**SELECTED EXCERPT:**
....................

Kardinya man heaps praise on women who helped save life after his heart stopped during fitness class


Kardinya local Greg Kay says he would have died if not for the quick actions of Ruena Girelli (Hamilton Hill) Alicia Antonovsky (Fremantle).
Kardinya local Greg Kay says he would have died if not for the quick actions of Ruena Girelli (Hamilton Hill) Alicia Antonovsky (Fremantle).

A KARDINYA man has heaped praise on the women who administered first aid after his heart stopped during a fitness class last month, saying a “thank you” did not feel like it was enough.

Greg Kay was winding down from an afternoon Fit For Life session at the Kardinya Community Centre on April 16 when he went into cardiac arrest.

“It was getting close to the end of the class,” he said.

“I sat down in the chair and just collapsed.”

Class instructor Alicia Antonovsky and participant Ruena Girelli jumped into action, easing Mr Kay off the chair where he had slumped before commencing vital CPR until an ambulance arrived.

....................

**PROMPT:** Carry on the news story about Greg Kay's cardiac arrest at the Kardinya fitness class, starting after its last sentence. The items after this point were taken from a separate source.

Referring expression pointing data

....................

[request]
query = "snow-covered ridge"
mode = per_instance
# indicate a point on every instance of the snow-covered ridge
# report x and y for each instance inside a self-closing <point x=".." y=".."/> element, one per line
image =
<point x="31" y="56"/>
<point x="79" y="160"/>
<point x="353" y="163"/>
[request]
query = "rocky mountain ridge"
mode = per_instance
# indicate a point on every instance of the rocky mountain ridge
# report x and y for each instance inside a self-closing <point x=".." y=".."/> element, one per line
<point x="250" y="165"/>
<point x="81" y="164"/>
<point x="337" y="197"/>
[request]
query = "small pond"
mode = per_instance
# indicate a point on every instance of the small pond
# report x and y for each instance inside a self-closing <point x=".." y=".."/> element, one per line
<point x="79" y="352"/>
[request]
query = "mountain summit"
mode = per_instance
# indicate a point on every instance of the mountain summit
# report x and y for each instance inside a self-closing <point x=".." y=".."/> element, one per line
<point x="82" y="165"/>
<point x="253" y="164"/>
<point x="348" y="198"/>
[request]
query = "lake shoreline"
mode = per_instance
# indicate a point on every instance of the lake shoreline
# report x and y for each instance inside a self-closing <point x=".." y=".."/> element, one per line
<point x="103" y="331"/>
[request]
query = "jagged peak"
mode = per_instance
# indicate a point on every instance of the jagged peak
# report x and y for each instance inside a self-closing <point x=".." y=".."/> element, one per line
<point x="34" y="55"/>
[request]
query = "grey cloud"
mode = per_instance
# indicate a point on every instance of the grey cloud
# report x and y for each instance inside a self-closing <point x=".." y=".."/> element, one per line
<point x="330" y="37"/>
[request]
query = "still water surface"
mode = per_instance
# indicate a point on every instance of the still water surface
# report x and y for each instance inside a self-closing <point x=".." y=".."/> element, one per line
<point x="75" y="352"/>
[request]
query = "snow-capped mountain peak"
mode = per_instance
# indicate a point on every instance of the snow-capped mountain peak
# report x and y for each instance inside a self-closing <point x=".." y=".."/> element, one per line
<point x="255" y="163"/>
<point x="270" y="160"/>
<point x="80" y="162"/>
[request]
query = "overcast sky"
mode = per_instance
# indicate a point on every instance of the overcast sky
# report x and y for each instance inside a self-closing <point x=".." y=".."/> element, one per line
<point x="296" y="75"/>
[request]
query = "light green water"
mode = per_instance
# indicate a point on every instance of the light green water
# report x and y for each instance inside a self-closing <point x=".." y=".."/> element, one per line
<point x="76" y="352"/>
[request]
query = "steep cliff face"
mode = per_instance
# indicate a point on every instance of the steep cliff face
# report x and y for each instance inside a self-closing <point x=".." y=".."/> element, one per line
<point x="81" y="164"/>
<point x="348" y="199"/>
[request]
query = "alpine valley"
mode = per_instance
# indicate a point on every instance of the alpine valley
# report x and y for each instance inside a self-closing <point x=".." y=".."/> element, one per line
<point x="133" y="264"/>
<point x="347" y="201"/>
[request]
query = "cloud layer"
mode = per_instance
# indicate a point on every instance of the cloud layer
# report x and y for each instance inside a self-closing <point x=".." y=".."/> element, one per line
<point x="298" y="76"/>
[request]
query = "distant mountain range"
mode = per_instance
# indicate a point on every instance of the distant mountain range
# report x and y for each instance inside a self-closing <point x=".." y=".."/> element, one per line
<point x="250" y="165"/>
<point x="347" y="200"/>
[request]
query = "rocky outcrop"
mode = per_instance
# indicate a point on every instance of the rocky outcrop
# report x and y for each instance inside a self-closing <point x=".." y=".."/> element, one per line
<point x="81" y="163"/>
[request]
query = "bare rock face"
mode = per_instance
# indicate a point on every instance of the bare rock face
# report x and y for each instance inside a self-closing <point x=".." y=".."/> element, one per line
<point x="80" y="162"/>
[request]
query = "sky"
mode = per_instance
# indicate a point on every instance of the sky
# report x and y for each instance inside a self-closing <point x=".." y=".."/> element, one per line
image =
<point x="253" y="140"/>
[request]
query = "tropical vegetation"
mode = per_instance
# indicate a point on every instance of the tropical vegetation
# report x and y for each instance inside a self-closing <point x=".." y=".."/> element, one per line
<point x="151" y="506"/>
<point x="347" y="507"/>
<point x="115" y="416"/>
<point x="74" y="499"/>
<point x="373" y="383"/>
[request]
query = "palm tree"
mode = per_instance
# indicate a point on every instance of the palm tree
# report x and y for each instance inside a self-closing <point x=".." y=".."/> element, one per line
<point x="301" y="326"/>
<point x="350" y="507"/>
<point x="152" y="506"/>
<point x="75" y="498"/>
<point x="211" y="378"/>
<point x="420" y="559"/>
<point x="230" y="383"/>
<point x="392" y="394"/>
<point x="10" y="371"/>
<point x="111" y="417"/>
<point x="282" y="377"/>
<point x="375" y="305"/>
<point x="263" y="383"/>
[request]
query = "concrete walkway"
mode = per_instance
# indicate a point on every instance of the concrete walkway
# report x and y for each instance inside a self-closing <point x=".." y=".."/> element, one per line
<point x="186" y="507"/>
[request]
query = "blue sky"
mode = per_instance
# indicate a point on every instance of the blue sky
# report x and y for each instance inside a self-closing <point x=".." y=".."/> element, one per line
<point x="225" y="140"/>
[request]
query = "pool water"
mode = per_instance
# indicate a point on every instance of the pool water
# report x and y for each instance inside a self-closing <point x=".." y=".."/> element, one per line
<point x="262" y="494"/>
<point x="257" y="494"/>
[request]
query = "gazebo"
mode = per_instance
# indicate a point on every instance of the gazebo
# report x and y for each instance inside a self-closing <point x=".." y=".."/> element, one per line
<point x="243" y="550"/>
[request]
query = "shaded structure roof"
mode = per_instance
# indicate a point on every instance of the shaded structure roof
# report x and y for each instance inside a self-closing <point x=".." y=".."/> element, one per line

....................

**ANSWER FOR THE TASK:**
“At first I thought he had just fainted,” Ms Antonovsky said, quickly realising the situation was more serious.

“I wasn’t really thinking. You quickly go into ‘gotta do what you gotta do-mode’.”

When paramedics arrived a defibrillator was used to jump-start the 62-year-old’s heart.

He was taken by ambulance to Fiona Stanley Hospital where he spent four days in intensive care before undergoing bypass surgery.

Mr Kay was back at home recovering a week after his operation, admitting he was very fortunate.

“If it wasn’t for the response of those two ladies, I wouldn’t have made it,” he said.

“There are no words I can say to truly thank them.

“Thank you doesn’t feel enough.”

Greg and Cherie Kay.

Ms Girelli, who had only completed first aid training 10 days prior, said it was an emotional moment seeing Mr Kay in hospital.

“To see him smiling and happy was something incredible,” she said.

“It hits you afterwards how quickly someone can go from being a stranger to someone really important.”

Relieved wife Cherie said her husband had received the best care possible, firstly from those in the class through to the paramedics, and staff in the coronary care unit.

“They brought my husband back,” she said.

“The speed of care is what saved his life.”

St John first aid training general manager Aaron Harding said first aid training could prove useful at any moment.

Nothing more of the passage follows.